Start of Dataset entries
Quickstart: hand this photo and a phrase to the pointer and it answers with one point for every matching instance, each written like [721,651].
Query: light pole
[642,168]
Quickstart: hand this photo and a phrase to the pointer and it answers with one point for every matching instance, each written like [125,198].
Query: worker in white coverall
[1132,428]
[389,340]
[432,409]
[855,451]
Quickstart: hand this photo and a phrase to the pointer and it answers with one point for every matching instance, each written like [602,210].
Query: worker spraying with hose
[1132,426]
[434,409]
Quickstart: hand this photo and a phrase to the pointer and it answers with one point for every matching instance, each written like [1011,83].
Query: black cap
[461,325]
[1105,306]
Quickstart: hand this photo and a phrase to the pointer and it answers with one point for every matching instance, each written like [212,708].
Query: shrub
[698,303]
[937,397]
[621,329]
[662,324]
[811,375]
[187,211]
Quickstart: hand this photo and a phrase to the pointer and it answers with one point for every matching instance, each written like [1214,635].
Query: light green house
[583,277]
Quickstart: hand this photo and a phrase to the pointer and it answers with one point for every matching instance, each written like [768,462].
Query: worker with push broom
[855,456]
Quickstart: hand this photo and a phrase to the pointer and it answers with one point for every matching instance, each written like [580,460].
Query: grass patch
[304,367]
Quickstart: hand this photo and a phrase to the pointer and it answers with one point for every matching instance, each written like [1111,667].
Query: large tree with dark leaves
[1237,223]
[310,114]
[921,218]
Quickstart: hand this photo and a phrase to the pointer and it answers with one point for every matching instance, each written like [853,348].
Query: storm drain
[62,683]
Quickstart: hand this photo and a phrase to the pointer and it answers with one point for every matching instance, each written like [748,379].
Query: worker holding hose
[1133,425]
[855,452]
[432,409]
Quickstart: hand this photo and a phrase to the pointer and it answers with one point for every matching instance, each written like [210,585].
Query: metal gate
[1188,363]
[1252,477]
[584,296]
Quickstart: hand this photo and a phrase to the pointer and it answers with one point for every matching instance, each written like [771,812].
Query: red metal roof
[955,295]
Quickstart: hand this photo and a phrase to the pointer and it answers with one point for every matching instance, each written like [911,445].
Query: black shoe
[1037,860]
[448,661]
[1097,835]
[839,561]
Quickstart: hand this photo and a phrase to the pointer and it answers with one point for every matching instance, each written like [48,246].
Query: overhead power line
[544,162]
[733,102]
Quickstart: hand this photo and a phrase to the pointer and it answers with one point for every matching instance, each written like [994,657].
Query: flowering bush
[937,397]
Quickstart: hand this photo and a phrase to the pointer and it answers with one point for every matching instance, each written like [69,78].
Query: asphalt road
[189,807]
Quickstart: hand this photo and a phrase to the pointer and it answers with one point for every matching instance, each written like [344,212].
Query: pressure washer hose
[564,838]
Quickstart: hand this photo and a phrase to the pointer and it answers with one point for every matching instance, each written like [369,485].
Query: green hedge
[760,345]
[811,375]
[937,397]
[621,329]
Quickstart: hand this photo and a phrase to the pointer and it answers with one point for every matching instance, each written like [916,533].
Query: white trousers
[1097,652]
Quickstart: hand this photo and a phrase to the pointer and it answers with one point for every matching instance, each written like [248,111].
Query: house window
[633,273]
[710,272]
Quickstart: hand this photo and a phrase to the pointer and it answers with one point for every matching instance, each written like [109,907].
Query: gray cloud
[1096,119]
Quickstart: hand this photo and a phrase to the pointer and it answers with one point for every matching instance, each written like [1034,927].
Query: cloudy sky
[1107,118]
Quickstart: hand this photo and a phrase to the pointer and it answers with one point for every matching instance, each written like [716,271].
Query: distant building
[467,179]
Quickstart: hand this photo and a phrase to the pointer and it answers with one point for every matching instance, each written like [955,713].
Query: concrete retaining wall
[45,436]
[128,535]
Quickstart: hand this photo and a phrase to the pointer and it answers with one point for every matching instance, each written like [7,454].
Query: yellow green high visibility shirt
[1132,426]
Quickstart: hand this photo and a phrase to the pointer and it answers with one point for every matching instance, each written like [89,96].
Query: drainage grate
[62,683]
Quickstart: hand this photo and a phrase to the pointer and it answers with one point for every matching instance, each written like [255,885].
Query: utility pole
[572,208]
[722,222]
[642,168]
End of Dataset entries
■ **Written task**
Each line from the one containing "written like [955,713]." to the end of the records should be echoed exactly, and no other line.

■ **Result of this task**
Quickstart: hand this photo and a phrase to the pointer and it answers with one point for every matching instance, each written like [955,713].
Query: concrete retaining wall
[45,436]
[128,535]
Quickstart: hand this photo and a phrase to the pointer and it answers with one point for every matching instance, each written like [7,454].
Query: yellow green high visibility shirt
[1132,426]
Quickstart: hand this photo and a phrase to the pointer and it answers with one point for every matching instance, each written like [89,96].
Query: drainage grate
[62,683]
Quickstart: hand this photo and a phrase to the pointer and it answers with one point for every matching instance, each written like [255,885].
Query: utility pole
[572,208]
[722,222]
[642,168]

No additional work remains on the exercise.